### Work to complete
Report every line of the records that contains the word "outline", and copy each one in full.

* begin Given records *

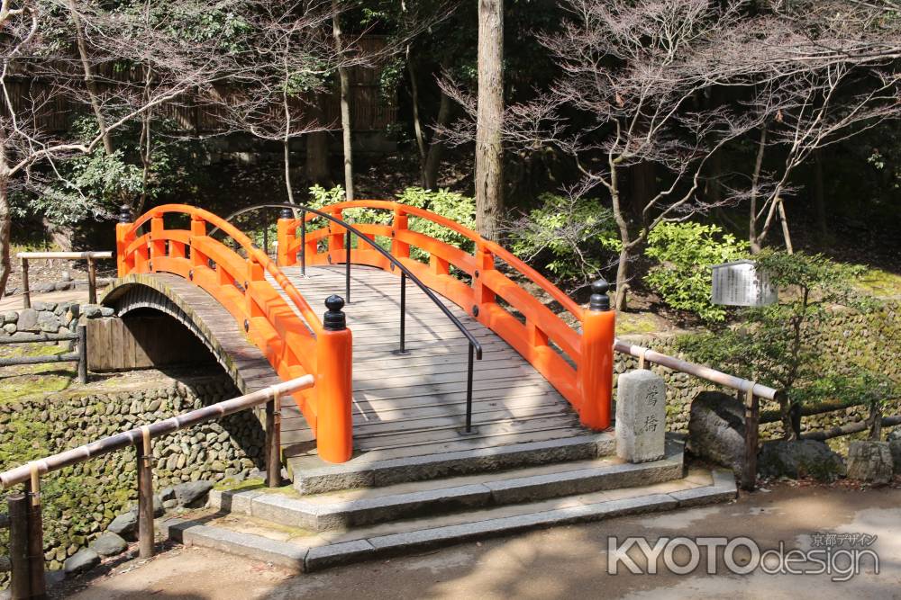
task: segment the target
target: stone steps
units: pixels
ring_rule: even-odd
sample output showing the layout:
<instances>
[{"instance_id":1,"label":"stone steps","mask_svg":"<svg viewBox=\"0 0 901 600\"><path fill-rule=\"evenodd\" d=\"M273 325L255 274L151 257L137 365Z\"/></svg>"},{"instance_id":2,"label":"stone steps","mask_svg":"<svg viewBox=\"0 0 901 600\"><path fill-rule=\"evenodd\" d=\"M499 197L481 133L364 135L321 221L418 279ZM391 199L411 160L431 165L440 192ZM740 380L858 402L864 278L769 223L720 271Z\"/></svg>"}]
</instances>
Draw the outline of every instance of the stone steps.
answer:
<instances>
[{"instance_id":1,"label":"stone steps","mask_svg":"<svg viewBox=\"0 0 901 600\"><path fill-rule=\"evenodd\" d=\"M314 533L253 516L208 510L159 523L170 540L313 571L529 529L722 502L735 497L729 471L696 470L680 479L406 518L347 532Z\"/></svg>"},{"instance_id":2,"label":"stone steps","mask_svg":"<svg viewBox=\"0 0 901 600\"><path fill-rule=\"evenodd\" d=\"M323 532L630 488L681 477L682 444L671 440L666 457L641 464L605 457L312 496L265 488L214 490L210 495L210 506L280 525Z\"/></svg>"},{"instance_id":3,"label":"stone steps","mask_svg":"<svg viewBox=\"0 0 901 600\"><path fill-rule=\"evenodd\" d=\"M614 451L613 432L555 434L545 441L502 446L476 435L409 449L371 451L341 464L327 464L315 455L296 456L287 460L287 468L295 489L311 495L592 460Z\"/></svg>"}]
</instances>

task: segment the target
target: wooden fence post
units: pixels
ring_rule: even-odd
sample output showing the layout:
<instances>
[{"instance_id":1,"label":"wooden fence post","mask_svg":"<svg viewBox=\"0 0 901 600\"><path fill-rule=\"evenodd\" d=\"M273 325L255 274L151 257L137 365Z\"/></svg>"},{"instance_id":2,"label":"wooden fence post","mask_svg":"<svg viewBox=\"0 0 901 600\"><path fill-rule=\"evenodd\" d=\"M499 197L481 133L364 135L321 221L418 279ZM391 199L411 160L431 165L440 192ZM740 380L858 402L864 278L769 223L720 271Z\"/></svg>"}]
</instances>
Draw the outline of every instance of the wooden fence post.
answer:
<instances>
[{"instance_id":1,"label":"wooden fence post","mask_svg":"<svg viewBox=\"0 0 901 600\"><path fill-rule=\"evenodd\" d=\"M28 497L12 494L9 506L9 560L13 566L10 594L13 600L32 597L32 578L28 569Z\"/></svg>"},{"instance_id":2,"label":"wooden fence post","mask_svg":"<svg viewBox=\"0 0 901 600\"><path fill-rule=\"evenodd\" d=\"M97 264L90 255L87 255L87 303L97 303Z\"/></svg>"},{"instance_id":3,"label":"wooden fence post","mask_svg":"<svg viewBox=\"0 0 901 600\"><path fill-rule=\"evenodd\" d=\"M278 393L266 403L266 485L281 486L281 399Z\"/></svg>"},{"instance_id":4,"label":"wooden fence post","mask_svg":"<svg viewBox=\"0 0 901 600\"><path fill-rule=\"evenodd\" d=\"M28 577L32 598L46 598L44 583L44 530L41 515L41 479L38 465L31 463L32 479L25 489L28 496Z\"/></svg>"},{"instance_id":5,"label":"wooden fence post","mask_svg":"<svg viewBox=\"0 0 901 600\"><path fill-rule=\"evenodd\" d=\"M87 326L78 326L78 383L87 383Z\"/></svg>"},{"instance_id":6,"label":"wooden fence post","mask_svg":"<svg viewBox=\"0 0 901 600\"><path fill-rule=\"evenodd\" d=\"M135 444L138 458L138 552L141 558L153 556L153 452L150 430L141 428L141 439Z\"/></svg>"},{"instance_id":7,"label":"wooden fence post","mask_svg":"<svg viewBox=\"0 0 901 600\"><path fill-rule=\"evenodd\" d=\"M744 398L744 472L742 488L753 491L757 488L757 445L760 436L760 399L754 396L754 383Z\"/></svg>"}]
</instances>

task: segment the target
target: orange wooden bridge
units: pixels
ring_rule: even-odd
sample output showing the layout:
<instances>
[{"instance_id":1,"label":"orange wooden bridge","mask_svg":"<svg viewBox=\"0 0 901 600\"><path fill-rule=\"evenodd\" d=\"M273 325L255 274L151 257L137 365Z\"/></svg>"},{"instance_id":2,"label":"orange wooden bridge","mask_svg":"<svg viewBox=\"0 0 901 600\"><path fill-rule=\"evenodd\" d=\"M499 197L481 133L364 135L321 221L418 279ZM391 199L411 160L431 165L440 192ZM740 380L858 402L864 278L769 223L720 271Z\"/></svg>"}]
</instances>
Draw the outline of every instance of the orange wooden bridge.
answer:
<instances>
[{"instance_id":1,"label":"orange wooden bridge","mask_svg":"<svg viewBox=\"0 0 901 600\"><path fill-rule=\"evenodd\" d=\"M277 260L192 206L120 222L104 301L178 317L244 391L314 375L275 421L287 455L341 463L610 426L605 283L582 309L497 244L398 202L252 208L282 209ZM376 222L349 222L359 209ZM430 235L441 229L460 244Z\"/></svg>"}]
</instances>

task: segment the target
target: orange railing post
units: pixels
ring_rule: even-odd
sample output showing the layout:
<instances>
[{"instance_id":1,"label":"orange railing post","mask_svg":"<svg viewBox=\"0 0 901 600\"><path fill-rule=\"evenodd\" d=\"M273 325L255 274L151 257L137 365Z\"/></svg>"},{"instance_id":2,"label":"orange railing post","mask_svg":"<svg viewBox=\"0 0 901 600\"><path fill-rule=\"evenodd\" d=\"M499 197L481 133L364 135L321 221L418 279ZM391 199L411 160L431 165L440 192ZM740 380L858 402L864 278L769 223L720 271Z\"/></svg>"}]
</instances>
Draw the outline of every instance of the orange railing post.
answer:
<instances>
[{"instance_id":1,"label":"orange railing post","mask_svg":"<svg viewBox=\"0 0 901 600\"><path fill-rule=\"evenodd\" d=\"M115 263L120 277L124 277L134 268L134 258L128 255L128 246L133 241L132 209L128 204L123 204L119 210L119 222L115 224Z\"/></svg>"},{"instance_id":2,"label":"orange railing post","mask_svg":"<svg viewBox=\"0 0 901 600\"><path fill-rule=\"evenodd\" d=\"M391 255L395 258L409 258L410 245L397 239L397 232L409 228L409 217L400 207L395 208L394 221L391 223Z\"/></svg>"},{"instance_id":3,"label":"orange railing post","mask_svg":"<svg viewBox=\"0 0 901 600\"><path fill-rule=\"evenodd\" d=\"M616 313L610 309L609 284L600 279L591 284L591 299L582 317L582 352L578 383L582 396L579 421L592 429L610 426L614 384L614 336Z\"/></svg>"},{"instance_id":4,"label":"orange railing post","mask_svg":"<svg viewBox=\"0 0 901 600\"><path fill-rule=\"evenodd\" d=\"M316 449L319 458L344 462L353 454L350 416L352 338L341 296L325 299L323 331L316 337Z\"/></svg>"},{"instance_id":5,"label":"orange railing post","mask_svg":"<svg viewBox=\"0 0 901 600\"><path fill-rule=\"evenodd\" d=\"M205 237L206 236L206 222L197 217L196 215L191 216L191 266L207 266L207 256L204 253L200 252L197 247L194 245L194 241L197 237Z\"/></svg>"},{"instance_id":6,"label":"orange railing post","mask_svg":"<svg viewBox=\"0 0 901 600\"><path fill-rule=\"evenodd\" d=\"M291 214L290 209L284 209L278 219L277 226L278 253L276 255L276 264L278 266L291 266L297 262L297 254L288 253L288 248L294 246L294 240L297 236L297 222Z\"/></svg>"},{"instance_id":7,"label":"orange railing post","mask_svg":"<svg viewBox=\"0 0 901 600\"><path fill-rule=\"evenodd\" d=\"M150 270L152 271L153 260L162 258L166 255L166 239L164 237L163 218L153 217L150 219Z\"/></svg>"}]
</instances>

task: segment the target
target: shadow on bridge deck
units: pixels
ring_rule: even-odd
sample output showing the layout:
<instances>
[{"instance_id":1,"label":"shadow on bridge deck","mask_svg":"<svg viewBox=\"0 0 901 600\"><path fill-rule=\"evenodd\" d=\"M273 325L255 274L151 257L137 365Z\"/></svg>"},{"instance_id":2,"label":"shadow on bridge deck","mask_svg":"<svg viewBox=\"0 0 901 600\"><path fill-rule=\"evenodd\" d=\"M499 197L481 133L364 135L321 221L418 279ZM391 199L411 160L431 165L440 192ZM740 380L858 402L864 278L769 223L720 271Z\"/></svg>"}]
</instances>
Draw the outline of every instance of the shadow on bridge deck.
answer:
<instances>
[{"instance_id":1,"label":"shadow on bridge deck","mask_svg":"<svg viewBox=\"0 0 901 600\"><path fill-rule=\"evenodd\" d=\"M343 265L282 267L314 308L343 295ZM466 417L469 345L421 290L407 285L406 349L398 355L400 278L378 268L353 265L350 299L344 307L353 334L353 435L355 453L367 461L548 441L590 433L566 399L506 342L444 300L478 339L483 360L475 363L473 423ZM290 302L289 302L290 304ZM283 408L287 454L304 455L309 429L297 408ZM310 451L312 452L312 451ZM312 457L312 453L309 454ZM356 457L350 462L358 461Z\"/></svg>"}]
</instances>

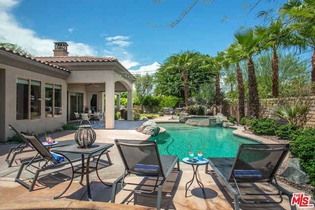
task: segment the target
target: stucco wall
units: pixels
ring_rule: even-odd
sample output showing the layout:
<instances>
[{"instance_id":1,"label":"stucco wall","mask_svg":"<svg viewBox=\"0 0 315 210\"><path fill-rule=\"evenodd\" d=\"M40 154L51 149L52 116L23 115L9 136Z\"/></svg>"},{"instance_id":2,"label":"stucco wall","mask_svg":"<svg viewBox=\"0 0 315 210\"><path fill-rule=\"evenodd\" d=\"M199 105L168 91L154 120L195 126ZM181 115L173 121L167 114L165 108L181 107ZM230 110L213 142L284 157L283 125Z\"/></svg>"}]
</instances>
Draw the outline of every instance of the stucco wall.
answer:
<instances>
[{"instance_id":1,"label":"stucco wall","mask_svg":"<svg viewBox=\"0 0 315 210\"><path fill-rule=\"evenodd\" d=\"M67 104L67 84L64 79L60 79L54 76L34 72L10 66L0 64L0 68L4 70L5 78L1 78L0 82L4 83L4 114L1 116L1 120L0 127L4 132L0 132L0 139L6 141L7 138L11 137L14 132L9 128L8 125L11 124L18 130L41 133L47 130L55 130L58 129L61 123L66 122L66 104ZM16 94L17 77L39 81L41 82L41 98L45 98L45 83L53 83L62 86L62 107L61 116L54 118L45 117L45 100L41 100L41 118L32 120L16 120ZM44 128L46 130L44 130Z\"/></svg>"}]
</instances>

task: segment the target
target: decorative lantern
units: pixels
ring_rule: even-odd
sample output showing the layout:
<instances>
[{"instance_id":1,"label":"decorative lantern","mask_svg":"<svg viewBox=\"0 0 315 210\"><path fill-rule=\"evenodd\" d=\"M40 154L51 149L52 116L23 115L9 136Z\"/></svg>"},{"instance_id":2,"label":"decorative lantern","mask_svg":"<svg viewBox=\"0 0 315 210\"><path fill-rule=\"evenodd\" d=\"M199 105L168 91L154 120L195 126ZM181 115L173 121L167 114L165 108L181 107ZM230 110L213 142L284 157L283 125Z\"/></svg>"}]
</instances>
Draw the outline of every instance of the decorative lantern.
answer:
<instances>
[{"instance_id":1,"label":"decorative lantern","mask_svg":"<svg viewBox=\"0 0 315 210\"><path fill-rule=\"evenodd\" d=\"M81 125L83 120L87 120L90 123L89 125ZM91 122L87 119L83 119L80 123L79 129L74 134L74 140L81 148L91 147L92 144L96 139L96 134L91 124Z\"/></svg>"}]
</instances>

* end Given records *

### Result
Draw the outline of every instance of the stone steps.
Draw the outline of every instance of the wooden fence post.
Draw the outline of every instance of the orange wooden bridge.
Draw the outline of every instance of the orange railing post.
Draw the outline of every instance of the shadow on bridge deck.
Draw the outline of every instance of the stucco wall.
Draw the outline of every instance of the decorative lantern.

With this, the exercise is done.